-------- Supplied information

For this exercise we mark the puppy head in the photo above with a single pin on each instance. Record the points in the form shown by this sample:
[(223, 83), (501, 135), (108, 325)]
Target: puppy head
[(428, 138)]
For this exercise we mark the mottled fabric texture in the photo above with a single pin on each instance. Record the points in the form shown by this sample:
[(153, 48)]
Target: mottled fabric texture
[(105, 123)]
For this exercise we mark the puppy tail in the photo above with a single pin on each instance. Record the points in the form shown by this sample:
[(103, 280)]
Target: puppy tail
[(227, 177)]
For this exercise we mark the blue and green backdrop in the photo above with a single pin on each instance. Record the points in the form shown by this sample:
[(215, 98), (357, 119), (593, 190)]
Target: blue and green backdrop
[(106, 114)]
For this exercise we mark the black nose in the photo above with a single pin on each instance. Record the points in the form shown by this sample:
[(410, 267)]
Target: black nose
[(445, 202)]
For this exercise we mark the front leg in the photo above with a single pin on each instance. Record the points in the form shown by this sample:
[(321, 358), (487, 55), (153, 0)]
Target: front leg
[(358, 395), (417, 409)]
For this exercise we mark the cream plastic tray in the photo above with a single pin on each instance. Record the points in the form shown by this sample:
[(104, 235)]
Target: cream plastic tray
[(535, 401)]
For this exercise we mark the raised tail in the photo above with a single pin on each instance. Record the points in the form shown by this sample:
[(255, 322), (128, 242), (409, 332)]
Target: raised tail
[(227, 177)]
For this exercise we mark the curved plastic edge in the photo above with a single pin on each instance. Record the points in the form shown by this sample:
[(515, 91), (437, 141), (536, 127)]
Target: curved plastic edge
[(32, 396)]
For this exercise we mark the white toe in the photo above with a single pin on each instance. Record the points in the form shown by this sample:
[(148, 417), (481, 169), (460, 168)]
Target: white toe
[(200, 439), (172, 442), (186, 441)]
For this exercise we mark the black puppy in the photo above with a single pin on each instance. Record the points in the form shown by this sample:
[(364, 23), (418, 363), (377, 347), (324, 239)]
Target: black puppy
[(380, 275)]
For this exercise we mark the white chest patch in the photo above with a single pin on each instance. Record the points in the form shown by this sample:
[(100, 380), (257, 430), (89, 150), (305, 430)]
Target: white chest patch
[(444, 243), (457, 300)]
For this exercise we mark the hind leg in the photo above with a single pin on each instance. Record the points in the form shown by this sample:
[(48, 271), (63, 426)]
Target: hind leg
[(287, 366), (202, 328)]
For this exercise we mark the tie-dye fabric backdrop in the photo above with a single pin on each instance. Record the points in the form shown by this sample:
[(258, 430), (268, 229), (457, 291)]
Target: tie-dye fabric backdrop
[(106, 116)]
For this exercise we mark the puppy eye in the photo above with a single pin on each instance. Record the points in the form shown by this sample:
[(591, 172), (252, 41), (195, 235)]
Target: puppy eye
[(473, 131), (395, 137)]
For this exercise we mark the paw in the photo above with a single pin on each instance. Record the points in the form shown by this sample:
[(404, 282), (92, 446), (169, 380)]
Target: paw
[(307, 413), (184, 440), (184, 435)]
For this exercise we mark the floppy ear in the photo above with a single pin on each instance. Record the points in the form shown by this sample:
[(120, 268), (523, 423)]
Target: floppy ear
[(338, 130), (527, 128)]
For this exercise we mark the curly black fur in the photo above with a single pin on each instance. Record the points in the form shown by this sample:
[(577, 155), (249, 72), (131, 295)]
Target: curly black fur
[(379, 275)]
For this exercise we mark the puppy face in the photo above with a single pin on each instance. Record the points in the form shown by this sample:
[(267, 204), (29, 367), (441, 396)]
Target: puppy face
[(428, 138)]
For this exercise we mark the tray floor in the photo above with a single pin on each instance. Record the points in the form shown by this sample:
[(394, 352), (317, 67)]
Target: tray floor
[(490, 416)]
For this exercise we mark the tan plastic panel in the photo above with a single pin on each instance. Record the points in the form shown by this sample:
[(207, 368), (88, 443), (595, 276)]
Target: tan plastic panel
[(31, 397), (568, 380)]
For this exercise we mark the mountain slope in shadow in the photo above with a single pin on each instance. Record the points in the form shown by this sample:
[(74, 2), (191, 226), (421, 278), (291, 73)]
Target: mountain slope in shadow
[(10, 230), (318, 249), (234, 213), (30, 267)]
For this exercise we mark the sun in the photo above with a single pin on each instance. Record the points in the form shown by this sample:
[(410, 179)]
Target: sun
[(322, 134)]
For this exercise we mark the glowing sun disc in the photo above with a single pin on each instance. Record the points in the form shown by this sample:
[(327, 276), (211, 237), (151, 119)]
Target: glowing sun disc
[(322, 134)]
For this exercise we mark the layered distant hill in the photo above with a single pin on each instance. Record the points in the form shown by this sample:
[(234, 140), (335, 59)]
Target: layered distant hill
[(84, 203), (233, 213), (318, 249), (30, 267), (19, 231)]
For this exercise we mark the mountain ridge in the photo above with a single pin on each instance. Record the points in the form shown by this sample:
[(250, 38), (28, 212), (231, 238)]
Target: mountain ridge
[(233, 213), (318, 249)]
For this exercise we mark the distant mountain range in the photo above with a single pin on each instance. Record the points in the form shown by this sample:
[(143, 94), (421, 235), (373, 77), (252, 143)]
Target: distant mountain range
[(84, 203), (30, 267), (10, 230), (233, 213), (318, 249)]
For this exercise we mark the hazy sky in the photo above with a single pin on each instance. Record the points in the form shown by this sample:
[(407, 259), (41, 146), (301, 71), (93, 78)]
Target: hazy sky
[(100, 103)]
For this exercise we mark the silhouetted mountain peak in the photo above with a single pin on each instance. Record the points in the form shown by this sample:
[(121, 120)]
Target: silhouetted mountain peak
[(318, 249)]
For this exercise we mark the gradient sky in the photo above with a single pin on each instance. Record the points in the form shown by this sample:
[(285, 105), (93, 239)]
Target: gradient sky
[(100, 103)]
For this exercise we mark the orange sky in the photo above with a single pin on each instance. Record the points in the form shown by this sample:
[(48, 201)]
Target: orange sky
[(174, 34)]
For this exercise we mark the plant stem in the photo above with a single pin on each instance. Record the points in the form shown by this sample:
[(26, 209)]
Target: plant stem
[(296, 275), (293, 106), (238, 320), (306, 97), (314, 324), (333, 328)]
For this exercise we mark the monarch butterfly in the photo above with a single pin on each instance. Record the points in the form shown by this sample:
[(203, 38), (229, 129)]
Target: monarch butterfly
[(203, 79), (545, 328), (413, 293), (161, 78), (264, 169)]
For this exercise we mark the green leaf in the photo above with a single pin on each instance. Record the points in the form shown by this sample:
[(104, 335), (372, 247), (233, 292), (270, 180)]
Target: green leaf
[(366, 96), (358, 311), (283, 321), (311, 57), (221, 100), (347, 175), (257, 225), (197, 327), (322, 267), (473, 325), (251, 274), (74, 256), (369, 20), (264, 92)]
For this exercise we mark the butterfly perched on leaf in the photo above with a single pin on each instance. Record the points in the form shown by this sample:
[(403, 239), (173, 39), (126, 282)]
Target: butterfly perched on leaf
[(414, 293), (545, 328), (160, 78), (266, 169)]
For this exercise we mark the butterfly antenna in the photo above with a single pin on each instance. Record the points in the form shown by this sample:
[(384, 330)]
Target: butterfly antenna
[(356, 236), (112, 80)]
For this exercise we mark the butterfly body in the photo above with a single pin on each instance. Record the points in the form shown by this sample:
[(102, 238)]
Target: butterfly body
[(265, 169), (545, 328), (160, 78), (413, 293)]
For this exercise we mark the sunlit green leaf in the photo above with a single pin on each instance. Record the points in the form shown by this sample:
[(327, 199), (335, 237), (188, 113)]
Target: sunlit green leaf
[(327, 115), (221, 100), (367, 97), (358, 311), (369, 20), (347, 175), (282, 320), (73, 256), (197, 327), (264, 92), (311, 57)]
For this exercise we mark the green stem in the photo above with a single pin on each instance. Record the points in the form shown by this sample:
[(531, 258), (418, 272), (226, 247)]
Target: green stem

----------------

Goal: Quote the lines beginning with the one that contains "For this exercise we mark the sunlit" and running through the last line of the items.

Solved exercise:
For this exercise we mark the sunlit green leaf in the photo above with a single pin on each instance. Record the points in the form shown by this sample:
[(327, 199), (335, 237), (188, 113)]
Target: sunlit green leaf
[(327, 115), (221, 100), (367, 97), (358, 311), (369, 20), (347, 175), (282, 320), (73, 256), (197, 327), (264, 92), (311, 57)]
For this exercise we mark the green stem in the photo above with a single pin on each instance. Record the points in the form shown by this sample:
[(531, 258), (418, 272), (226, 247)]
Target: green stem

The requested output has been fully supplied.